___ Выборка пунктов

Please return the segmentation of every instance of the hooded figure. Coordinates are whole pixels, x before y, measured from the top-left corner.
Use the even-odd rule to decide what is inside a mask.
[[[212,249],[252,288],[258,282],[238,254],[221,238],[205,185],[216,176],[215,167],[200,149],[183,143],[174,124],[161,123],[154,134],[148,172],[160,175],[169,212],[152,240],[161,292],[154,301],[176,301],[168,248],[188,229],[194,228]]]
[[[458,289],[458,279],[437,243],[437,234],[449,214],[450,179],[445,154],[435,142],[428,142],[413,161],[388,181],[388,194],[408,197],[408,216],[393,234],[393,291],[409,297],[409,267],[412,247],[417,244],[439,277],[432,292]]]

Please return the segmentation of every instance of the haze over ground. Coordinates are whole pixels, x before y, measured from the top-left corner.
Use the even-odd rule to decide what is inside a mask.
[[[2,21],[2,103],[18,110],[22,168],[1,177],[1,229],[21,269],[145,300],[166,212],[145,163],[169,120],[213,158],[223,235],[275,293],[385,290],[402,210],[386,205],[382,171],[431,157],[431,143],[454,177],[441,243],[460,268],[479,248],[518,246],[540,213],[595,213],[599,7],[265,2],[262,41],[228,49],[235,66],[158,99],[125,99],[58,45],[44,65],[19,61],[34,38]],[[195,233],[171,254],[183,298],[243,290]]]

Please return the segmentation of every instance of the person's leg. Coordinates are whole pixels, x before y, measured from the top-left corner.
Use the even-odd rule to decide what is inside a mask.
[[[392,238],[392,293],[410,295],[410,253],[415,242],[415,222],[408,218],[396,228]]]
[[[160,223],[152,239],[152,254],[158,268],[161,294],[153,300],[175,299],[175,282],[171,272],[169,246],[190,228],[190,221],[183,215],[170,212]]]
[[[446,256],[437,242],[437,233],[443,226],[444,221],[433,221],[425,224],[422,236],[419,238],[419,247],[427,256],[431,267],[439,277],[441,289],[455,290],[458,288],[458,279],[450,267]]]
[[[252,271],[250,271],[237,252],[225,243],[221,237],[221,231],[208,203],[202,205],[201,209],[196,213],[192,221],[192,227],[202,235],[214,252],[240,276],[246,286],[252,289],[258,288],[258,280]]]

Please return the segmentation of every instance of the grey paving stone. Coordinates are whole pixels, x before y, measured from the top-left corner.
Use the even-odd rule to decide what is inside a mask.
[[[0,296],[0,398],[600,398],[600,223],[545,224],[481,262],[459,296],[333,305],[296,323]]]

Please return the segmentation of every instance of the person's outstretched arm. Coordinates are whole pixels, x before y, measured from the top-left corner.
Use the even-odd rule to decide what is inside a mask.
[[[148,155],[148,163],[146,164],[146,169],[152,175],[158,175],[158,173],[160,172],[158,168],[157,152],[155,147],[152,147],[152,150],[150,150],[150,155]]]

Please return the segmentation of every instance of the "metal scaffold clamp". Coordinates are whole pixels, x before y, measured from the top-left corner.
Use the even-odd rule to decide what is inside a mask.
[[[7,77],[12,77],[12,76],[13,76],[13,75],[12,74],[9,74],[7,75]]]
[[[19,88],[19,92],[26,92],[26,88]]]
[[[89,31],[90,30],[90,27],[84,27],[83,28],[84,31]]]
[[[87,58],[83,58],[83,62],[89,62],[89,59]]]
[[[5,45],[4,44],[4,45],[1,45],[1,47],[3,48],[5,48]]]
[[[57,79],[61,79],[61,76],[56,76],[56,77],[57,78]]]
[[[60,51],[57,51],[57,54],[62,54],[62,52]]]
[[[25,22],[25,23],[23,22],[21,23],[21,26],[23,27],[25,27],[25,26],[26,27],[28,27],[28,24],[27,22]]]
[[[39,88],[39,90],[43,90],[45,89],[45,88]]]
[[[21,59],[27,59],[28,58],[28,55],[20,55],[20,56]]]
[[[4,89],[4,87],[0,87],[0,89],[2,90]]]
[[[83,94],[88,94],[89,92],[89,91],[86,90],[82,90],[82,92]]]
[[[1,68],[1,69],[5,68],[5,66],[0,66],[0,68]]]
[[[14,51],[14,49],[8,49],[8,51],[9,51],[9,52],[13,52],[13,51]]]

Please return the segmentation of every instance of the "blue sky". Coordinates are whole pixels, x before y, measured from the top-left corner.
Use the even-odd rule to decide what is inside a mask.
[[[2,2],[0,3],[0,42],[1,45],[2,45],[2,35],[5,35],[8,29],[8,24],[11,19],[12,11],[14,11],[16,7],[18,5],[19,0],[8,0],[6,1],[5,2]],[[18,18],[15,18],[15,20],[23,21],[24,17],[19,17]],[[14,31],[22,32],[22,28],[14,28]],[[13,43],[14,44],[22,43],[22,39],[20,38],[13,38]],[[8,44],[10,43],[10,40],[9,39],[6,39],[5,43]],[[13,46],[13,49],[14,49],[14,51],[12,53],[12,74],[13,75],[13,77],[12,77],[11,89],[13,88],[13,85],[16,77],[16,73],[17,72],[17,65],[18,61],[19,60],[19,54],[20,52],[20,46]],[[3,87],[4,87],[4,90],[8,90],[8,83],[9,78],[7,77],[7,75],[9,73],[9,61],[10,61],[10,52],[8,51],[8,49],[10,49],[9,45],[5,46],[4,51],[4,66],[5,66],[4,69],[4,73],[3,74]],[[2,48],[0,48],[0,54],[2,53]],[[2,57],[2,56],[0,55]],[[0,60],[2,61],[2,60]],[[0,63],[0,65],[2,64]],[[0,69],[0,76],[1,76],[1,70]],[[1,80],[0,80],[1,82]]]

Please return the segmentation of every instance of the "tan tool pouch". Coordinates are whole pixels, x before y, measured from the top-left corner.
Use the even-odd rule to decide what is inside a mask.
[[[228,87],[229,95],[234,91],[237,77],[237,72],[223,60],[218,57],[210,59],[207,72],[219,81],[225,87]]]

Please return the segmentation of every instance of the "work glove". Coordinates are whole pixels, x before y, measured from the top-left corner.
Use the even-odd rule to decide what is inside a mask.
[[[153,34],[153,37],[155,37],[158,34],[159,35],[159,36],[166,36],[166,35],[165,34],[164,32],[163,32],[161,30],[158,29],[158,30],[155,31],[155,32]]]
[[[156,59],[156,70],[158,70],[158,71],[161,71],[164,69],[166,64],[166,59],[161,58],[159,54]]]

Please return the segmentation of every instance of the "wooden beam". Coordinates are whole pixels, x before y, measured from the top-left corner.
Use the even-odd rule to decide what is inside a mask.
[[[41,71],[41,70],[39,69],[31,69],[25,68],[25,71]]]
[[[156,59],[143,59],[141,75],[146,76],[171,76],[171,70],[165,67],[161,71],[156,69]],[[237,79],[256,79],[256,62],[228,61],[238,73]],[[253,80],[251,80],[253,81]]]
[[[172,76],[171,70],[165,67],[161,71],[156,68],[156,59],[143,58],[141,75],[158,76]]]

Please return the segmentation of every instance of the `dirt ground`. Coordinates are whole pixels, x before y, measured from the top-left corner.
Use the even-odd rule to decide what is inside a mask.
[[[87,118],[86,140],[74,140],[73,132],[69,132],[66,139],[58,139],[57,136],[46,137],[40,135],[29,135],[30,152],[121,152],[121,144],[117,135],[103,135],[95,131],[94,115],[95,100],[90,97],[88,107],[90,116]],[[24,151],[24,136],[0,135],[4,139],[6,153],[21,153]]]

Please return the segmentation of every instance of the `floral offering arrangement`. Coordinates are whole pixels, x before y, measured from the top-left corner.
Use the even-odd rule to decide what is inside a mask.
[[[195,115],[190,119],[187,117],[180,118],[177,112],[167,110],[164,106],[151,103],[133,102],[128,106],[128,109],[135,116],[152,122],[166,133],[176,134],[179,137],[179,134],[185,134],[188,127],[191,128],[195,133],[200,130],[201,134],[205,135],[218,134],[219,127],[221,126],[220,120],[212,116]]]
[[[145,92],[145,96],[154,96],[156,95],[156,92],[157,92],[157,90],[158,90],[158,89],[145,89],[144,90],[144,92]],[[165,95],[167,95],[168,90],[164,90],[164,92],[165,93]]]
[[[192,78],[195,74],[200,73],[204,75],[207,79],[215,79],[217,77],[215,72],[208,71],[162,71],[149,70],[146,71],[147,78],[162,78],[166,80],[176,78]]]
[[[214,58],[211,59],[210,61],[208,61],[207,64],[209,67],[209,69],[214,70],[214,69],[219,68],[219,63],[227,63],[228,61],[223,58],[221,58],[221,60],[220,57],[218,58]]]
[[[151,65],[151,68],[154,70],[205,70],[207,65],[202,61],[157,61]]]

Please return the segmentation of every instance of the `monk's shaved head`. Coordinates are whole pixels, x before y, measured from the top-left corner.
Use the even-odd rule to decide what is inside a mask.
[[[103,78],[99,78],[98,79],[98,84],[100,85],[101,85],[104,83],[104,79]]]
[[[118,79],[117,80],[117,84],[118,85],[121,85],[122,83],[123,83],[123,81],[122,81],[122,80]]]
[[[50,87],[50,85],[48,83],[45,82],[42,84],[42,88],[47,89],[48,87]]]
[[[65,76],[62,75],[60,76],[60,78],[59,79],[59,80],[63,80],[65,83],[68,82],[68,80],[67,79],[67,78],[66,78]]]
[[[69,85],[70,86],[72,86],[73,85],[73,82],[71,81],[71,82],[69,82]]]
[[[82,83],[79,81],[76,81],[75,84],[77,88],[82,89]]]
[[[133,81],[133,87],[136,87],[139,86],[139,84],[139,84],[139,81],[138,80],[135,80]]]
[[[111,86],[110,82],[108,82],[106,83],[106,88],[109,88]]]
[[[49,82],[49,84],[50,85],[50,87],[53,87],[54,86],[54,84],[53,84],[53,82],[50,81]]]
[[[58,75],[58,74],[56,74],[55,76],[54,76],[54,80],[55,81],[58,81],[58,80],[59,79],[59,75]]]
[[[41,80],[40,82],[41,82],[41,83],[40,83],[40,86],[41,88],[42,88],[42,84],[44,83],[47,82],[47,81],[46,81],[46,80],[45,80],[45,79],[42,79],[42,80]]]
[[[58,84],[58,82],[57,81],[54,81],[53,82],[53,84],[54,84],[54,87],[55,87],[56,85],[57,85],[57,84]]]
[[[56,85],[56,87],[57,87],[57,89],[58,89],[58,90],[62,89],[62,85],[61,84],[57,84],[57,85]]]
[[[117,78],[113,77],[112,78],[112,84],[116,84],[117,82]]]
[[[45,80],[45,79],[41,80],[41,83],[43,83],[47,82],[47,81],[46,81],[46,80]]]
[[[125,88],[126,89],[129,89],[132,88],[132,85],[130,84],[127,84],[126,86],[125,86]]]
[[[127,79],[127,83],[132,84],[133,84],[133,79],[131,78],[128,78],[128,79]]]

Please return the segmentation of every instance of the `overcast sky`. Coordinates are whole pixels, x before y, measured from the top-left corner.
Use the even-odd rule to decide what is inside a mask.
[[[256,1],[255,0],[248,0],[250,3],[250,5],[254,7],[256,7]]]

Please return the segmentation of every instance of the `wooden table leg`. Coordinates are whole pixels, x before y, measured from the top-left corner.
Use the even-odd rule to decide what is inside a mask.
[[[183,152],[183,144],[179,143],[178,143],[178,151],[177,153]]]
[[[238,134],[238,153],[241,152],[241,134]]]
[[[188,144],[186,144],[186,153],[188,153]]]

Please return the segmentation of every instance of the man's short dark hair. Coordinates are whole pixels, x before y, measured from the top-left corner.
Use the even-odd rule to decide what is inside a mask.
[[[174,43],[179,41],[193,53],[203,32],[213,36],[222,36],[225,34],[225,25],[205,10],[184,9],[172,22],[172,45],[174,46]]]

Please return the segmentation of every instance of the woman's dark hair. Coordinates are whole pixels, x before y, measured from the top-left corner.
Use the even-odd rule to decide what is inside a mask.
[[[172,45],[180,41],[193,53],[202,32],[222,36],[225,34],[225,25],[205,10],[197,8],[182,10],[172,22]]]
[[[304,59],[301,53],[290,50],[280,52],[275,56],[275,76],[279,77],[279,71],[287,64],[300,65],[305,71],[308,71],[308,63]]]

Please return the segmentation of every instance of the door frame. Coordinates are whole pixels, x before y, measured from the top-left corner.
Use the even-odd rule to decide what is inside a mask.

______

Выведите в виде JSON-списка строк, по одной на каждую строку и без пустых, строки начиная с той, что содержит «Please return the segmentation of every instance of the door», и до конца пунктов включительно.

[
  "Please return the segmentation of every instance of the door frame. Coordinates are whole pixels, x before y, measured from the top-left corner.",
  "Use the even-odd rule to decide what is inside a mask."
]